Location labeling records
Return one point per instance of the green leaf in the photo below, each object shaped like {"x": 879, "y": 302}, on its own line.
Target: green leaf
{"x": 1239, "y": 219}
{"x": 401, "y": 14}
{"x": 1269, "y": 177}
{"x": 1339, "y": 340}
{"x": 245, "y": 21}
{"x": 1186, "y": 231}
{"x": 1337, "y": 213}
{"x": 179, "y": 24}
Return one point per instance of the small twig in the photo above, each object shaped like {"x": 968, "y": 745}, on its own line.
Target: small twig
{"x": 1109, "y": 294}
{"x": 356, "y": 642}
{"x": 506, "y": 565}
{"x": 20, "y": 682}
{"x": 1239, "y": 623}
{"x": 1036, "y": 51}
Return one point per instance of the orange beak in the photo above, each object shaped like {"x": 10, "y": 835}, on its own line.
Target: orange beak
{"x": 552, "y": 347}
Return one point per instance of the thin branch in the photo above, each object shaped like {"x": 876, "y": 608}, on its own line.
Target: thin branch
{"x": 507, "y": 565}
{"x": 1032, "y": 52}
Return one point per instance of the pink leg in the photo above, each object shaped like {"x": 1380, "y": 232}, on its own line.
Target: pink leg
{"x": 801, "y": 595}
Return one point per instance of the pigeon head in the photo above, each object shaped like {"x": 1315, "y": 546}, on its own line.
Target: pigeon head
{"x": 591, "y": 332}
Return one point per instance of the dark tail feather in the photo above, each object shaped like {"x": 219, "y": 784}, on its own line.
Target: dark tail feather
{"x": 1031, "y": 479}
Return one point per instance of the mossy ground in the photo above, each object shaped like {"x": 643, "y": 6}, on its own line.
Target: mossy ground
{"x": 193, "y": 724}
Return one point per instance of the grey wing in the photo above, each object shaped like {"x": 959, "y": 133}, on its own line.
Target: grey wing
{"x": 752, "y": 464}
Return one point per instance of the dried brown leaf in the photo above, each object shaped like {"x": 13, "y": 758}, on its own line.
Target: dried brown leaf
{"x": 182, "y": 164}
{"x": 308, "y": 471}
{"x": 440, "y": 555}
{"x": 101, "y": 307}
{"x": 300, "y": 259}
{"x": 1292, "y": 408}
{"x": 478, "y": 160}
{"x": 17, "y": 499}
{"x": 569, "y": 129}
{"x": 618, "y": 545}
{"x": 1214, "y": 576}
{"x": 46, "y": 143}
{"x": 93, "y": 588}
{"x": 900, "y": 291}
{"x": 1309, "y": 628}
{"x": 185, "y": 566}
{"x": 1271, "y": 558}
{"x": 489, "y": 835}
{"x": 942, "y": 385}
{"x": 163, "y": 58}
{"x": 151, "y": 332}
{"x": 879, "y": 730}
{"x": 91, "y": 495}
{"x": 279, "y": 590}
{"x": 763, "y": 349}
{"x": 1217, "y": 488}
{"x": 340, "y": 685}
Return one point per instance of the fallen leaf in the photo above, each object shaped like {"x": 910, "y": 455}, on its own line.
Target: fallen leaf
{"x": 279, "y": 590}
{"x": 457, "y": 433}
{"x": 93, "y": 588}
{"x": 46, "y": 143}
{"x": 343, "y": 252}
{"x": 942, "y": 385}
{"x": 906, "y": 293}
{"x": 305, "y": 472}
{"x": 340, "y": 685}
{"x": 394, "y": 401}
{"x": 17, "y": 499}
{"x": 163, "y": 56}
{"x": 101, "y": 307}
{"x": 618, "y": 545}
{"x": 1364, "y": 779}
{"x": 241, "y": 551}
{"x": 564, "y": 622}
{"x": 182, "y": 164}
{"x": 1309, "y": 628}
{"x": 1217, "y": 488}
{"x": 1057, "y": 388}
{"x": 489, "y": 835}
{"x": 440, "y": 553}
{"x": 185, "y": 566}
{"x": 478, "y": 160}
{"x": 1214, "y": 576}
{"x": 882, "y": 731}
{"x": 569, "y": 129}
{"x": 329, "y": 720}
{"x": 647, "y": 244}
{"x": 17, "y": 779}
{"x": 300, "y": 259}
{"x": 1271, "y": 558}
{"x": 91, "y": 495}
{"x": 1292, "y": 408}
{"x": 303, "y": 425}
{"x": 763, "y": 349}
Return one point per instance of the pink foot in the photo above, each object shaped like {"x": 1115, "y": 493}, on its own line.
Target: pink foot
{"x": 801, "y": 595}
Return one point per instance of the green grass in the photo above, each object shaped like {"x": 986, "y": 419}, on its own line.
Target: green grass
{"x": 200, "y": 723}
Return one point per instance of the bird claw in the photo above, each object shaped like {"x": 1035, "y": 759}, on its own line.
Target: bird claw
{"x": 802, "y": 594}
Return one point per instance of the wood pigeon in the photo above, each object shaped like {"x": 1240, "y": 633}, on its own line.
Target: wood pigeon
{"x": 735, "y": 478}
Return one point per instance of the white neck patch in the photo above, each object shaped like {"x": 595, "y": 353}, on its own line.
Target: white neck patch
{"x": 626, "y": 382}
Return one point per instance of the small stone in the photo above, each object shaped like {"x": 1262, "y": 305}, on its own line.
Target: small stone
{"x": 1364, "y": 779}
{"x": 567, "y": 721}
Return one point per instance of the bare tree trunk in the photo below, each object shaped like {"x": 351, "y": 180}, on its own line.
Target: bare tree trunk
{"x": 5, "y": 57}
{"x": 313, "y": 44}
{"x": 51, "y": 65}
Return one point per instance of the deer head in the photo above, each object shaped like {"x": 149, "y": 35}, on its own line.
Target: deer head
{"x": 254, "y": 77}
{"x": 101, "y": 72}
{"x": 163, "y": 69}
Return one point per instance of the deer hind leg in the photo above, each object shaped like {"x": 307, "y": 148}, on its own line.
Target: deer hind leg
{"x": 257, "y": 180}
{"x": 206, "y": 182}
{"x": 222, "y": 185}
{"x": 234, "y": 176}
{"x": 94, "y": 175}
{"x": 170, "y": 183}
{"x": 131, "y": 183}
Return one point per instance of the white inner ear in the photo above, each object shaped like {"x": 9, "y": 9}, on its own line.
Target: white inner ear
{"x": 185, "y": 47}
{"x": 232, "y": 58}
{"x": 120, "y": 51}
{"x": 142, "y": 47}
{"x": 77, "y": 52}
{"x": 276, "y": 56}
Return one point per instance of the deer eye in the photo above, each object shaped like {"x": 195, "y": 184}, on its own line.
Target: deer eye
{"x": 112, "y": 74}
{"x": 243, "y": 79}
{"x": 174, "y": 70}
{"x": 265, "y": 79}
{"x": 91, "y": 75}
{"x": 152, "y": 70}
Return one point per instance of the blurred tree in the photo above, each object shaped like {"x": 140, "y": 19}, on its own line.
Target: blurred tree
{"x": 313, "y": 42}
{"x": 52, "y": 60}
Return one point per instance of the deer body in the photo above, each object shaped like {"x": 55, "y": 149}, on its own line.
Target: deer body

● Requirements
Repeat only the stretch of lines that opens with the line containing "Return one point per instance of the white inner" and closes with the final line of the entries, both included, exactly as written.

● Task result
Return one point per instance of the white inner ear in the photo above, each object shaped like {"x": 9, "y": 9}, on its own line.
Target: white inner ear
{"x": 185, "y": 47}
{"x": 232, "y": 58}
{"x": 120, "y": 51}
{"x": 142, "y": 47}
{"x": 77, "y": 52}
{"x": 276, "y": 56}
Return one point per instance of the deer eye in the photo above, each object shaped like {"x": 195, "y": 184}, on its own line.
Target: deer eye
{"x": 112, "y": 74}
{"x": 243, "y": 79}
{"x": 174, "y": 70}
{"x": 265, "y": 79}
{"x": 91, "y": 75}
{"x": 152, "y": 70}
Return one point per instance of the blurred tree in the photo above, each object shaped like {"x": 140, "y": 19}, on its own line.
Target: blurred tree
{"x": 313, "y": 42}
{"x": 52, "y": 60}
Return one point per instance of the deer body in the photo above, each object shaped like {"x": 55, "y": 149}, on its own line.
Target: deer body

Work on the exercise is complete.